How to make sure your goals are S.M.A.R.T.
The typical approach to setting SMART goals (or sometimes a definition for KPIs) is that the goal has to be: Specific, Measurable, Achievable, Realistic and Timely, or Timebound.
And that is the problem.
With this proven goal setting approach the T originally stood for TIMELINE, not timely or timebound.
To make sure your goals (or KPIs) are genuinely using this approach, you will need to break down the SMART acronym into deliberate steps to ensure you have a meaningful technique to guide you towards your goals.
Using the approach described below, your goals will be more purposeful, deliberate and motivate you to learn and achieve more.
Background to SMART Goals
SMART in its rudimentary form was developed General Electric (GE) during the last century, from around the 1940’s to the 1960’s. SMART was then improved upon during the 1970’s by two North American university psychologists, Edwin Locke and Gary Latham who were curious about motivation and goal setting theory.
Locke and Latham developed a set of studies and experiments to test how goal setting affected the motivation of people to work toward these goals. They used short term goals and longer period goals but found consistently that what motivated people to try and work towards that goal was the way the goal was written.
In 2006, Locke and Latham conducted a review of how SMART goal setting was working and proclaimed that, ‘some 400 studies show that specific goals lead to higher levels of task performance than easy, vague or abstract goals.’
How SMART Goals were used
Jack Welch was the CEO of GE from 1981 through to 2001. To say he was a legendary leader and manager might be an understatement.
Jack Welch used SMART with each of his managers, and it was used throughout GE.

• Coordinate labeling data

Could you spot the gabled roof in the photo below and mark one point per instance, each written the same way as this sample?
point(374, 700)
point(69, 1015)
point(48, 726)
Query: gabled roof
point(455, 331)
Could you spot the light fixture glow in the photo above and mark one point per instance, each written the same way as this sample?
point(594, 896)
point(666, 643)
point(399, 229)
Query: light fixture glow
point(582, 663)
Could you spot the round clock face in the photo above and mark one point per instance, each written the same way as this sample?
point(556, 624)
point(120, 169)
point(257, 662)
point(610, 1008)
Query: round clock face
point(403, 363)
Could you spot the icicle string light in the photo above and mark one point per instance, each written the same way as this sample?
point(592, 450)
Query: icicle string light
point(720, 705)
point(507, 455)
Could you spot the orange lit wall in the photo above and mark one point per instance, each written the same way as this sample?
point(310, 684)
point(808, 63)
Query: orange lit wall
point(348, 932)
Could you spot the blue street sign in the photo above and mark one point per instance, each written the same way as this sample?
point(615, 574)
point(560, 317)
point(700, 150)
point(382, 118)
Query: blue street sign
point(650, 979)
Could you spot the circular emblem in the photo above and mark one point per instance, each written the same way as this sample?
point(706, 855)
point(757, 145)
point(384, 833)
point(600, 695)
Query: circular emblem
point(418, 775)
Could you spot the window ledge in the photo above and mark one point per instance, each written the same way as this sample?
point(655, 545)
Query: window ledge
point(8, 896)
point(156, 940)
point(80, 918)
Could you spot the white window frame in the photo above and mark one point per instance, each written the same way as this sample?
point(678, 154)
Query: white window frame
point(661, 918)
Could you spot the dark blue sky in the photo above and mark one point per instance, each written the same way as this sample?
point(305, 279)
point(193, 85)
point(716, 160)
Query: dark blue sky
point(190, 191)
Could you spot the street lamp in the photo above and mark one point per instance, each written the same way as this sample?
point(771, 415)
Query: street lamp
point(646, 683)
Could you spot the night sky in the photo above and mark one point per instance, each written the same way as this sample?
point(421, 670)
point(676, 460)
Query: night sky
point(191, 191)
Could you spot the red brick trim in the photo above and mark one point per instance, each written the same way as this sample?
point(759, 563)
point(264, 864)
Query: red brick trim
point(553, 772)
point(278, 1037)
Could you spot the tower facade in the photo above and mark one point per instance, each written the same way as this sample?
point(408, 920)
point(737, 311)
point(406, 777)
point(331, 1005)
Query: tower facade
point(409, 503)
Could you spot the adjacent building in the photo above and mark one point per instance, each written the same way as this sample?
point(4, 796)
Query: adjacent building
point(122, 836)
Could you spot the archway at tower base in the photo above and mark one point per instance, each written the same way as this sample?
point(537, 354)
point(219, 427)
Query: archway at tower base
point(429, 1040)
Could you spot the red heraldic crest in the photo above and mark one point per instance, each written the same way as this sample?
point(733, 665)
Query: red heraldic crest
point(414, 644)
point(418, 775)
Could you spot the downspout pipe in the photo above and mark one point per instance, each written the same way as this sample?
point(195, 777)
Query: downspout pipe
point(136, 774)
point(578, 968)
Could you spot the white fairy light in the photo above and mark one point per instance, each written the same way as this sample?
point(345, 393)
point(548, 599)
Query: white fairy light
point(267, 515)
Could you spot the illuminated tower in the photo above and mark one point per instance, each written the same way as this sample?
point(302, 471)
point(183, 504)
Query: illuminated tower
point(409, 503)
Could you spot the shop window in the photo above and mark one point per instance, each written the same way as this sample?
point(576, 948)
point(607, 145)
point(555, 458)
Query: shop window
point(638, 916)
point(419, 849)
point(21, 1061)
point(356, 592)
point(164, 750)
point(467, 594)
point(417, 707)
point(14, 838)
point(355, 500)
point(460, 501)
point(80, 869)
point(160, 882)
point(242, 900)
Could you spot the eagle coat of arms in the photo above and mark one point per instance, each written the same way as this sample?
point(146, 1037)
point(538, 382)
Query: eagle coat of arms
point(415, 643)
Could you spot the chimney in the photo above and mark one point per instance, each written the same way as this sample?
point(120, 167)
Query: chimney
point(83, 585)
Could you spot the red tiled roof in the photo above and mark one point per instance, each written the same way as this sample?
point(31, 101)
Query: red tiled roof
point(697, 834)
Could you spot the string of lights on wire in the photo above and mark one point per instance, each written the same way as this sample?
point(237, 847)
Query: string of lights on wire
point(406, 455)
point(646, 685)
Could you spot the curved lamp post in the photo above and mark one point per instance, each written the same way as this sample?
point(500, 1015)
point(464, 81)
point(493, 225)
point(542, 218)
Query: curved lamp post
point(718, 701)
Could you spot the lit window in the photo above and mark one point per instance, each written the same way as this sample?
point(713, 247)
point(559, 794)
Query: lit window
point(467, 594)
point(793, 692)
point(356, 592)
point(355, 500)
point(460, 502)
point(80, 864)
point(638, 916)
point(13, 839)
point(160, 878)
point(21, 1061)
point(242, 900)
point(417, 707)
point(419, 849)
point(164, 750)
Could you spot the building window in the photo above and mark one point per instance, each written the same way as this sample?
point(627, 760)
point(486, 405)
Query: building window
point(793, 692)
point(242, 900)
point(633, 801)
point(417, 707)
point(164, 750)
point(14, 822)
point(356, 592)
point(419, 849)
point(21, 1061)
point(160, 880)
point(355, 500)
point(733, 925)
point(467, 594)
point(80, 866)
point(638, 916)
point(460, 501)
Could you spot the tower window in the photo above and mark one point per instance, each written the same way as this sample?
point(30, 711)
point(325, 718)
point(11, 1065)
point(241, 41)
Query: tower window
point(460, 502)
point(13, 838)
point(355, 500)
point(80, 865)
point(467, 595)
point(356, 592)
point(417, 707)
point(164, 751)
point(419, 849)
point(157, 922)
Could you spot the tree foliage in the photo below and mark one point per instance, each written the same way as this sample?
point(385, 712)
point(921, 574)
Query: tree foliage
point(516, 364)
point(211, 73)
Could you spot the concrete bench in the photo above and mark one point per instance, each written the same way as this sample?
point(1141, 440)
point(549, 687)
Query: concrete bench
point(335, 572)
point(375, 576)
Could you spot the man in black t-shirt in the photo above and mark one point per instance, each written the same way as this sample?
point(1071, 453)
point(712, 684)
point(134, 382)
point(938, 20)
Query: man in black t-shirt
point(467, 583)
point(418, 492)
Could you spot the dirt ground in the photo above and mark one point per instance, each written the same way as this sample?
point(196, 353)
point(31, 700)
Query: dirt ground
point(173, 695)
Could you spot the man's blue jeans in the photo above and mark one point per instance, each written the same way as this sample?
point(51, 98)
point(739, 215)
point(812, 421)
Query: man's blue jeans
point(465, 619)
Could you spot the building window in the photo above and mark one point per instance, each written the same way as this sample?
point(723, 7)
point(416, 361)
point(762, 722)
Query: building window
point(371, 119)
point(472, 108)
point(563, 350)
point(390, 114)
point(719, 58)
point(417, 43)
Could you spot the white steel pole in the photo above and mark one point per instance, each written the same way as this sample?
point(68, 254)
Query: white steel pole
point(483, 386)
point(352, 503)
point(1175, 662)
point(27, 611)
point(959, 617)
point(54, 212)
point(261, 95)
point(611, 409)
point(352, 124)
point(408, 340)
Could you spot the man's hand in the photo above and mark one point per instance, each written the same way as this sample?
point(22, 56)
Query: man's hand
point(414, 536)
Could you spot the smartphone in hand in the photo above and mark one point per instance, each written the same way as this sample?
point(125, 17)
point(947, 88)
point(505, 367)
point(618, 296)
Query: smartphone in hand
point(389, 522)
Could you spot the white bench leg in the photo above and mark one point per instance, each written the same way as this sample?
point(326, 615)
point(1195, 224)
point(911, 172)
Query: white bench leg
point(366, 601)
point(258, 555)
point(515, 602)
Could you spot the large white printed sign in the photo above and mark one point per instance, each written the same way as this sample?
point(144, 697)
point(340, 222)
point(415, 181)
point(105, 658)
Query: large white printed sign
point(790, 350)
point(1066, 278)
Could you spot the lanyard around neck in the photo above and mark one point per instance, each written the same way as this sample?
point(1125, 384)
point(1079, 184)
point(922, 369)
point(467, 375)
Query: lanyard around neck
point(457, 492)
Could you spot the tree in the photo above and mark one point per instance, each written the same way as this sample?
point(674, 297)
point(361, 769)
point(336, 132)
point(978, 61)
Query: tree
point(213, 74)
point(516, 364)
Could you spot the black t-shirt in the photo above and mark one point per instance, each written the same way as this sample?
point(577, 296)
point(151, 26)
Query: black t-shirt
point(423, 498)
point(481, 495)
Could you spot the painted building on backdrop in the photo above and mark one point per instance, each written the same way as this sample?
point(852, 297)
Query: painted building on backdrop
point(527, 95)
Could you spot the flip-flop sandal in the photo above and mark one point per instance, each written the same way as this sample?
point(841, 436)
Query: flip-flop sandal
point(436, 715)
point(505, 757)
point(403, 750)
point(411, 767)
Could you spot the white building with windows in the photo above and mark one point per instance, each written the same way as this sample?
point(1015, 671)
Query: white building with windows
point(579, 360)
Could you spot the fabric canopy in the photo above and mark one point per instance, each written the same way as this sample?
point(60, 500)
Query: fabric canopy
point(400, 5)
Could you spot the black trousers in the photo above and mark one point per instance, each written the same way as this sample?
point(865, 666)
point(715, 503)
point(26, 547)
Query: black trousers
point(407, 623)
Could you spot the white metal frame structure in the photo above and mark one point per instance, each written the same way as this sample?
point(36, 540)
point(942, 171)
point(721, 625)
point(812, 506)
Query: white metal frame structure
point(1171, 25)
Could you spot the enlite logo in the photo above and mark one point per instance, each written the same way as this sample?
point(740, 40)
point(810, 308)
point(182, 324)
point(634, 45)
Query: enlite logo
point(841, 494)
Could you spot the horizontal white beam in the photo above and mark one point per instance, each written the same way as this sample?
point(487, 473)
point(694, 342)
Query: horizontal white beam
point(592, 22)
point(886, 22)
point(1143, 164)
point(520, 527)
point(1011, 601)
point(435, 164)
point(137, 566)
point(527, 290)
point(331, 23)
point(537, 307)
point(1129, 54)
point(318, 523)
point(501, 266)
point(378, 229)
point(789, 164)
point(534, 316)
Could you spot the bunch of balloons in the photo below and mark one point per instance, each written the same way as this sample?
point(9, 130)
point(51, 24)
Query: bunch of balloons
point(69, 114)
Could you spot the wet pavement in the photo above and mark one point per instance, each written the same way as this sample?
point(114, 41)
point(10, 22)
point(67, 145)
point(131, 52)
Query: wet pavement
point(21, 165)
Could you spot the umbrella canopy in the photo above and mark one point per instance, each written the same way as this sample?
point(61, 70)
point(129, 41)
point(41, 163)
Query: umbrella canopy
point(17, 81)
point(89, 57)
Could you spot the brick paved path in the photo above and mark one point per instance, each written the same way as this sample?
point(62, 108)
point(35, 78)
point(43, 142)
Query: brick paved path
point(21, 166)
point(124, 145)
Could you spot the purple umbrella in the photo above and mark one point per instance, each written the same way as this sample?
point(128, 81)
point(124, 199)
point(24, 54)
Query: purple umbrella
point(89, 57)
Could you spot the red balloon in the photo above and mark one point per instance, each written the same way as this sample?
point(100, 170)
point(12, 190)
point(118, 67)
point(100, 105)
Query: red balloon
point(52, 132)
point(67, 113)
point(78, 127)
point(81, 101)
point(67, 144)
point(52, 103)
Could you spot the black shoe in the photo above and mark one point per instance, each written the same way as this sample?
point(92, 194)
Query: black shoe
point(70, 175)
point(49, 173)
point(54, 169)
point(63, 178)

• Required task 1
List every person named in the SMART goals text.
• Required task 2
Echo the rows from the line containing "Could you spot the red brick" to the line containing "point(278, 1037)", both lines included.

• Correct response 1
Edwin Locke
Gary Latham
Jack Welch

• Correct response 2
Could you spot the red brick trim in the photo above and mark one point per instance, each written the same way as this sample?
point(759, 563)
point(264, 864)
Query: red brick trim
point(553, 772)
point(278, 1037)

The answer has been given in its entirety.